Trecho do documento:
┌──
Mais de 1,3 mil Guarani Kaiowá esperam ampliar roças tradicionais e obter apoio para recuperar áreas degradadas após acordo que garante posse de Terra Indígena
*Com a colaboração de Luiza de Souza Barros
O acordo para retirar e compensar os invasores da Terra Indígena (TI) Ñande Ru Marangatu (MS) fechado no STF, no dia 25/9, em uma audiência promovida pelo ministro Gilmar Mendes, encheu de esperança mais de 1,3 mil Guarani Kaiowá. Após décadas de resistência e sofrimento, eles terão afinal garantido o direito de ocupar todo o seu território, em Antônio João, no sudoeste do Mato Grosso do Sul, fronteira com o Paraguai.
Depois da saída definitiva dos fazendeiros, a comunidade espera ampliar suas roças tradicionais e obter apoio para comercializar sua produção e recuperar áreas degradadas pelo agronegócio. Espera ainda poder ver as crianças crescerem em paz, com acesso à educação e boas perspectivas de vida.
“Nosso futuro jovem já não vai passar mais isso em Ñande Ru Marangatu, nossas crianças que estão crescendo agora e que nascerão depois deste ano de 2024 já não vão passar mais por esse conflito todo”, aposta a liderança indígena Kuña Rendy'i. “Daqui a alguns anos, vou ficar velha e quero ver nossos alunos terminando a faculdade”, complementa.
“Lá vai ter nova criança, novo jovem, nova família, junto com todos os seres que [foram] expulsos de lá. Vamos trazer todo mundo de novo”, diz uma carta dos indígenas endereçada a Mendes.
Acordo
Segundo o acordo firmado no STF, as ações judiciais sobre a TI serão extintas em todas as instâncias, inclusive a liminar de 2005 que suspendeu o decreto de homologação da área assinado pelo presidente Lula, meses antes. Mendes promoveu o entendimento na qualidade de relator desse processo (leia mais ao final da reportagem).
O governo federal terá de fazer o “pagamento imediato” de R$ 27,8 milhões pelas benfeitorias realizadas de boa-fé pelos fazendeiros. Eles receberão ainda R$ 102,1 milhões pela terra nua na forma de precatórios (um tipo de requisição judicial reconhecida como dívida do Estado). O governo de Mato Grosso do Sul discordou da obrigação de arcar com parte da indenização da terra, mas aceitou depositar em juízo R$ 16 milhões que podem vir a ser usados para esse fim.
Ainda conforme a tratativa, os invasores terão 15 dias para deixar a área após receberem pelas benfeitorias. Só depois, os indígenas poderão, então, reocupá-la. “Estamos ansiosos, sim, para quando chegarem esses 15 dias. Eu tenho certeza que quero estar no meio das pessoas, para a gente estar pulando de alegria, de choro, de tristeza [pelas mortes e o sofrimento que enfrentamos], mas principalmente pensando no futuro das crianças”, completa Rendy'i.
└──
Dados de origem:
┌──
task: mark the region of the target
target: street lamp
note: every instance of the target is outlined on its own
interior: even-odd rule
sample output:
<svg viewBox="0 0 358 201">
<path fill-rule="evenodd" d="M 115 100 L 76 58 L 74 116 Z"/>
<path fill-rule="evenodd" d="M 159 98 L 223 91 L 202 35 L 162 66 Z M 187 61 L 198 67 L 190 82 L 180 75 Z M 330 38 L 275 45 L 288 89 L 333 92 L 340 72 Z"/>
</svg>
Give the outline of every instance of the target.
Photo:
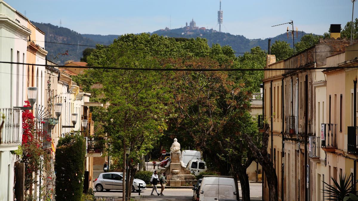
└──
Tarefa proposta A:
Responda com base na reportagem sobre o acordo da Terra Indígena Ñande Ru Marangatu:
(i) Em que data o acordo foi fechado no STF?
(ii) Qual valor o governo federal terá de pagar de imediato pelas benfeitorias?
(iii) Quantos dias os invasores terão para deixar a área depois de receberem pelas benfeitorias?
Tarefa proposta B: Por favor, altere os registros trocando "target" por "object" e sem mudar mais nada. Deixe as imagens fora da resposta.
O texto e os registros não têm nenhuma relação entre si.

Resposta correta A:
(i) No dia 25/9.
(ii) R$ 27,8 milhões.
(iii) 15 dias.

Resposta correta B:
task: mark the region of the object
object: street lamp
note: every instance of the object is outlined on its own
interior: even-odd rule
sample output:
<svg viewBox="0 0 358 201">
<path fill-rule="evenodd" d="M 115 100 L 76 58 L 74 116 Z"/>
<path fill-rule="evenodd" d="M 159 98 L 223 91 L 202 35 L 162 66 Z M 187 61 L 198 67 L 190 82 L 180 75 Z M 330 38 L 275 45 L 288 89 L 333 92 L 340 72 Z"/>
</svg>
Give the outline of every instance of the object.
Photo:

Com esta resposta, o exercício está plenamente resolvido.